Lines from the one containing "For the audit, pick out each instance of the white cloth" through the last line of the data are to be repeated word for word, both ends included.

[Stored data entries]
★ ★ ★ ★ ★ ★ ★
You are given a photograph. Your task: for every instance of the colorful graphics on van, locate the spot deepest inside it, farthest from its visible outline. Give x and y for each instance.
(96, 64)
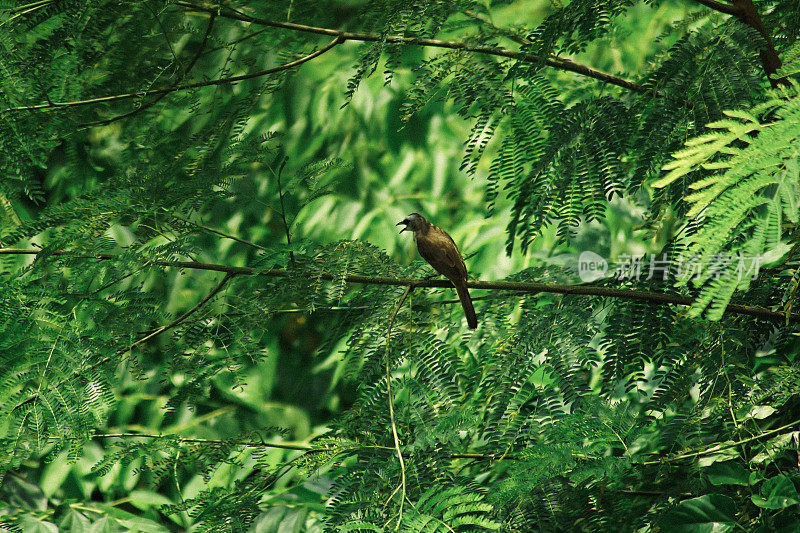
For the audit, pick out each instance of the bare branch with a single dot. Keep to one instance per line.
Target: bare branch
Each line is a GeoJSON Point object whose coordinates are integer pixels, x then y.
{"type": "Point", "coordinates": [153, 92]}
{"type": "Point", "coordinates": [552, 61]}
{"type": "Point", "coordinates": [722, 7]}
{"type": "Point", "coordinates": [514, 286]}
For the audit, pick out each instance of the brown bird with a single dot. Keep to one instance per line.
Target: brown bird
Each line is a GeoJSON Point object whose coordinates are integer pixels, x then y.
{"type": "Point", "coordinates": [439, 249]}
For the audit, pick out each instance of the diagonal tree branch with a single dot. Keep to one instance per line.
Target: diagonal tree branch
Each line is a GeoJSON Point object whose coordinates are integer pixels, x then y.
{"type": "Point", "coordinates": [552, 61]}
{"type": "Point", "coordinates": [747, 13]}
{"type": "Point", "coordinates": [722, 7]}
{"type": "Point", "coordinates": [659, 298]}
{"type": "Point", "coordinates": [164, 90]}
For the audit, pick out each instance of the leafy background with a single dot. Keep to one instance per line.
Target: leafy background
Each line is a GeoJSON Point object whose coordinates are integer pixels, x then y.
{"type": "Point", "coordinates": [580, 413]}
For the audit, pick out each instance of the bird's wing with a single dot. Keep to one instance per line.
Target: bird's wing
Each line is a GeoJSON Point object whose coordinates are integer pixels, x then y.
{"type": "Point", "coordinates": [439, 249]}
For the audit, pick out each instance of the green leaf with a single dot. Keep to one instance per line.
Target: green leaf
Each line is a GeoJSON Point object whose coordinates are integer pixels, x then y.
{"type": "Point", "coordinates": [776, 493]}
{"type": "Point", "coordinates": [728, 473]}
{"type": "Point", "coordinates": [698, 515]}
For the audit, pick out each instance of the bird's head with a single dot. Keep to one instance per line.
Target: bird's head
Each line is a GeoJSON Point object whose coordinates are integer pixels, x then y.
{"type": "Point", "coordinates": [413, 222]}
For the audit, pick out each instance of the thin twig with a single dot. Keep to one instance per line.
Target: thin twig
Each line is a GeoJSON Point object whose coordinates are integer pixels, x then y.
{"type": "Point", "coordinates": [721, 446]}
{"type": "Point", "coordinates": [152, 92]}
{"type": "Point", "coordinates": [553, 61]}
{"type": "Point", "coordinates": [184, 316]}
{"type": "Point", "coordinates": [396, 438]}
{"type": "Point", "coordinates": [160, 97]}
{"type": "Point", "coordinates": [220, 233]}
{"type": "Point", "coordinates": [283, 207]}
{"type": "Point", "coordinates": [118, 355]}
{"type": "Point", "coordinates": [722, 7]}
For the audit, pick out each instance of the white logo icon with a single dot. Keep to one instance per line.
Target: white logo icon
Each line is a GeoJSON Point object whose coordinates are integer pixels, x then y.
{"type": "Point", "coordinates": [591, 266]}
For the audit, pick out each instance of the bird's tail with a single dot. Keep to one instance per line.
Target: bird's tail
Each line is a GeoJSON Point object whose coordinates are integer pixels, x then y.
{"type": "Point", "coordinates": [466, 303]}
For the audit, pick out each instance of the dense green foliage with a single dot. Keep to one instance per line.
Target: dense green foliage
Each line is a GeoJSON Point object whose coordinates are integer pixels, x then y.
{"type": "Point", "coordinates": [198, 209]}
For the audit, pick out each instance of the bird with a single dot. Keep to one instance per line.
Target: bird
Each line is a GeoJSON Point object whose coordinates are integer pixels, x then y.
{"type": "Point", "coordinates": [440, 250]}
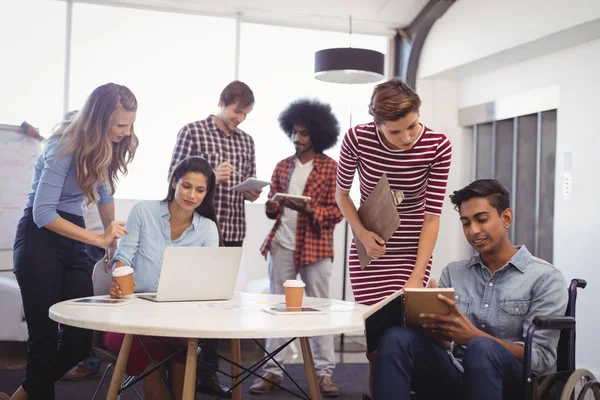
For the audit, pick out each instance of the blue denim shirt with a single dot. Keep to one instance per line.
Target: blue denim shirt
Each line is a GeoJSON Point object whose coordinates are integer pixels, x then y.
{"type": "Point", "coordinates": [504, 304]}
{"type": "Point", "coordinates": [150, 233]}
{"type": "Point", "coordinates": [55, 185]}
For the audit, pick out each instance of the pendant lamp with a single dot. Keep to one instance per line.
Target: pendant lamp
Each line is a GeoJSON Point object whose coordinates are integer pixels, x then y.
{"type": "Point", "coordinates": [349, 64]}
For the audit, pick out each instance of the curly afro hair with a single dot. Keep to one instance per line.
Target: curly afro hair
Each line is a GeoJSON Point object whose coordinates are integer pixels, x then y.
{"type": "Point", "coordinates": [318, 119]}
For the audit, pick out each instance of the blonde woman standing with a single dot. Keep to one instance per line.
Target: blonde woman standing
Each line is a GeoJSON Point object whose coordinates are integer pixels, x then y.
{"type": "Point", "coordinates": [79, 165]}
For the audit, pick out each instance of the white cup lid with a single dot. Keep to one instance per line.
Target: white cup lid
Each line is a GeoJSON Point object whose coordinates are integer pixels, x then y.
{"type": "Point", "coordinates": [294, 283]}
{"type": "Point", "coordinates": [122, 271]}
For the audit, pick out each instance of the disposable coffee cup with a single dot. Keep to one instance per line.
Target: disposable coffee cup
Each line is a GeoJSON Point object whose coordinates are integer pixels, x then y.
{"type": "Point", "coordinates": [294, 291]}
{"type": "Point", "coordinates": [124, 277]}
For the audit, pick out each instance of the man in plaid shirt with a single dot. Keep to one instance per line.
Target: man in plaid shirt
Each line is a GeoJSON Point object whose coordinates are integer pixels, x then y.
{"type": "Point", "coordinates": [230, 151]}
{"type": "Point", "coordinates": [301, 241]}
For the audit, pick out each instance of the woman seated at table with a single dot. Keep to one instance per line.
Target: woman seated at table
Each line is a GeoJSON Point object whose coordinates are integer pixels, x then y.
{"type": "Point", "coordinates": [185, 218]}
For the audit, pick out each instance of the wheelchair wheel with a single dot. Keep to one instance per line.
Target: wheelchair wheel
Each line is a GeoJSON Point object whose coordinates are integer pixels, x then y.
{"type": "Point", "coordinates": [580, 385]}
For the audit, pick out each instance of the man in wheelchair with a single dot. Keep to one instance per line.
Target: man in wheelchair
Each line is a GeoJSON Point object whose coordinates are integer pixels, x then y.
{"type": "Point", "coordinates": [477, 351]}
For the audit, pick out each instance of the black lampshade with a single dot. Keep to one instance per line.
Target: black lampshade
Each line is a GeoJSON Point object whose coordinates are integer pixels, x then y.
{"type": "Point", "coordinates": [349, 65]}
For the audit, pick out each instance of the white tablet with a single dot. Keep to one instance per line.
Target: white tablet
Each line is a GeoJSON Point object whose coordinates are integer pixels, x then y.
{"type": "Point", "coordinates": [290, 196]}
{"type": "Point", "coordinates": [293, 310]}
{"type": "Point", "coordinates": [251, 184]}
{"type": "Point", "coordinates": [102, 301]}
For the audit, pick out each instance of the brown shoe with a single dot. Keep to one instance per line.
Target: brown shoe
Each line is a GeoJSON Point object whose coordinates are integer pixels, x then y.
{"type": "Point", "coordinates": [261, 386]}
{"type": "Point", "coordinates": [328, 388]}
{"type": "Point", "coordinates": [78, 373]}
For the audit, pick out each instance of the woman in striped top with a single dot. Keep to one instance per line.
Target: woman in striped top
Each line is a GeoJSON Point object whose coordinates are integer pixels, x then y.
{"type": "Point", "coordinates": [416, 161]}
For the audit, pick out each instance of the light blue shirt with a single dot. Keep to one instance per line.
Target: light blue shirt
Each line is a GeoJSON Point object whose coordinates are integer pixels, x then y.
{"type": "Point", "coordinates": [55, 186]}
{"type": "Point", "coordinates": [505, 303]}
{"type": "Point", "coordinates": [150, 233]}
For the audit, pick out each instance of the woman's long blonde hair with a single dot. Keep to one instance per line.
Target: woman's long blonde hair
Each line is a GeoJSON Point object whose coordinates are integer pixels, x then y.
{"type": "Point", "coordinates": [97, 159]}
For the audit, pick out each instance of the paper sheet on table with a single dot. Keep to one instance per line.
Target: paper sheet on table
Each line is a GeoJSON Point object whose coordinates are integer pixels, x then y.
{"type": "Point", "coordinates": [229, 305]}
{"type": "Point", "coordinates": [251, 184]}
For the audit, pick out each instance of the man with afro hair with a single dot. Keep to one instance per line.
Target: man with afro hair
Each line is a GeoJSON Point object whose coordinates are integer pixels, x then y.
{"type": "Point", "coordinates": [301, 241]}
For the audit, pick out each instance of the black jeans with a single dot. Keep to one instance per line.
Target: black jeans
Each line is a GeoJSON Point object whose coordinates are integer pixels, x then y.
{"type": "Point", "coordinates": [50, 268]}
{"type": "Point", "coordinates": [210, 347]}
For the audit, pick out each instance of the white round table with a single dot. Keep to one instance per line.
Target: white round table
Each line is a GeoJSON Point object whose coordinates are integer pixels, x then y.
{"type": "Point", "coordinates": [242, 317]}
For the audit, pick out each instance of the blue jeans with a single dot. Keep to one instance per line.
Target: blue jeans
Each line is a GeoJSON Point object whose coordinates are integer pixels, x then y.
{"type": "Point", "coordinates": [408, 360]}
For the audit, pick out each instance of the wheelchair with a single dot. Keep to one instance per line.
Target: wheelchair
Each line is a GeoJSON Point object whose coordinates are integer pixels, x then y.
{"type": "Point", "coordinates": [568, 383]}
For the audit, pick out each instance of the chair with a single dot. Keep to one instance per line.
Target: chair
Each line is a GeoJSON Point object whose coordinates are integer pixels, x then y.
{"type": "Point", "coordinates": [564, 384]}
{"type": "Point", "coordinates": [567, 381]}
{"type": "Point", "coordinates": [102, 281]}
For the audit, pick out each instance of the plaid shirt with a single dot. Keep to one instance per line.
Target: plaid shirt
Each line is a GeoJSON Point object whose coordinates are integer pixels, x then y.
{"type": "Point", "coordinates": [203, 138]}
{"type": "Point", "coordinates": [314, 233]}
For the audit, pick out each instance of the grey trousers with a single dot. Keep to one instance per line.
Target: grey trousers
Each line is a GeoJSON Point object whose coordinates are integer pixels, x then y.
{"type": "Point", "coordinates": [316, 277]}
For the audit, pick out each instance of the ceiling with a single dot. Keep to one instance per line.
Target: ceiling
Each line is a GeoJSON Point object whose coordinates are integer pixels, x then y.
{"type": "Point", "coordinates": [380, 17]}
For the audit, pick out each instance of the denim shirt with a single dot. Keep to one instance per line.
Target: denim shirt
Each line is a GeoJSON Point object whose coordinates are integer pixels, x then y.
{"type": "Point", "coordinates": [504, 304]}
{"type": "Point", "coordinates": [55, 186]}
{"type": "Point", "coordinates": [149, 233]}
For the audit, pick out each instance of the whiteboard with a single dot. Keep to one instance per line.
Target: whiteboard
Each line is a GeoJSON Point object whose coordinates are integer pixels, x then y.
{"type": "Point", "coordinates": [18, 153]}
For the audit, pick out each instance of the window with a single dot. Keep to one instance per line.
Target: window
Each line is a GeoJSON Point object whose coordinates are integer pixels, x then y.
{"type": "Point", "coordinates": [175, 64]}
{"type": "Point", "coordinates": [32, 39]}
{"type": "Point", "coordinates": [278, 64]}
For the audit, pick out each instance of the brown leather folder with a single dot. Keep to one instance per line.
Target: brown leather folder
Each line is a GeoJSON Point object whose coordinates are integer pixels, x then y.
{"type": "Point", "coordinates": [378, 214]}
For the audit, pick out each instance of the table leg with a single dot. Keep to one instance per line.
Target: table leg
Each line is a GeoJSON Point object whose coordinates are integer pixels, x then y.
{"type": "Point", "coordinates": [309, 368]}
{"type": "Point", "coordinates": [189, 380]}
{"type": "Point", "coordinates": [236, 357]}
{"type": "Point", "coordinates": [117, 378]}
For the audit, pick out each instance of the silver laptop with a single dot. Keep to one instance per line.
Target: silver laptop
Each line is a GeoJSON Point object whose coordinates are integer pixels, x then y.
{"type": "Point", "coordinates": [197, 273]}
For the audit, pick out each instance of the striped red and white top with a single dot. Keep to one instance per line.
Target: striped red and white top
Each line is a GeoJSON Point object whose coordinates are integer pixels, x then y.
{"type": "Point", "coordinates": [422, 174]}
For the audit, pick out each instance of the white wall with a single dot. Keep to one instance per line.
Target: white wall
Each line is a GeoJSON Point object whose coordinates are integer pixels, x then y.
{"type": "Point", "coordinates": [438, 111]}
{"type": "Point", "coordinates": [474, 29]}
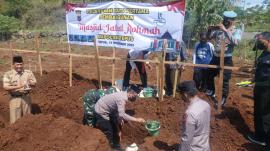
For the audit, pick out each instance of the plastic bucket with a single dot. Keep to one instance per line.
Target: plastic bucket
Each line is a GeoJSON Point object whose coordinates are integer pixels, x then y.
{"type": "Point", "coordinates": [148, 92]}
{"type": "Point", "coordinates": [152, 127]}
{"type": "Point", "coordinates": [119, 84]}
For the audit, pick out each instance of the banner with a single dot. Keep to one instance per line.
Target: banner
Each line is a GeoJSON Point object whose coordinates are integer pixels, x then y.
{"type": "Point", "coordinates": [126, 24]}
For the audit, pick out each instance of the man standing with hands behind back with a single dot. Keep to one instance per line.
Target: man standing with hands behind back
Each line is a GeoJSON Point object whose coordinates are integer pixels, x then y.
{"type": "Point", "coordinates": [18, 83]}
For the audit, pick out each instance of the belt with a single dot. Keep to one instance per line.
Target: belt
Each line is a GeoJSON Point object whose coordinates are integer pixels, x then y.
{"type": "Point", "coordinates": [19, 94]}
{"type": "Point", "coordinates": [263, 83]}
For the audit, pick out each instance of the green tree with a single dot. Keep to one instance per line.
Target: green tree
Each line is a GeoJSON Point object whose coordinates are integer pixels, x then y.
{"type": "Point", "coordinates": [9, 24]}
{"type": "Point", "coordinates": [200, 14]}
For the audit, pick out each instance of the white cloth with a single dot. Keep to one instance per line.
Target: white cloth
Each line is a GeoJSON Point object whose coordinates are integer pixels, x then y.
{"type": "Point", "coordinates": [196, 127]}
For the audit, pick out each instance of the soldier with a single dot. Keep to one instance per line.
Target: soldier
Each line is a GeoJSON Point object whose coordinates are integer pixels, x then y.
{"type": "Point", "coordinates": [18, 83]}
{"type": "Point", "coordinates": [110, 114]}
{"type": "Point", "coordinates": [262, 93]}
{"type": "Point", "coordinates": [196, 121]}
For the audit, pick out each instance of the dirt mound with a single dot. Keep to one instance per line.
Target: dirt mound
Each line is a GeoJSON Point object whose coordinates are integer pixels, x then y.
★ ★ ★ ★ ★ ★ ★
▸ Exercise solution
For the audit, pick out each instance of the white cloth with a single dot. Keep to one instance per line.
Target: white cloth
Each line is a GeoJSON Point object whose coordinates are integer pixels, x then y.
{"type": "Point", "coordinates": [196, 127]}
For the audit, pick out each instance of the soldier with a single dot. Keep to one instance per line.
Target: soldier
Each line is a GeoJSON Point object whose coordinates are integer pixels, x then y.
{"type": "Point", "coordinates": [18, 83]}
{"type": "Point", "coordinates": [110, 114]}
{"type": "Point", "coordinates": [262, 93]}
{"type": "Point", "coordinates": [196, 121]}
For the audit, pick out each instance of the dirt mound with a single dot. Keep to one instance per line.
Target: dirt mound
Each line is a GeoJSON Point object whose coordinates are integer pixels, x then y.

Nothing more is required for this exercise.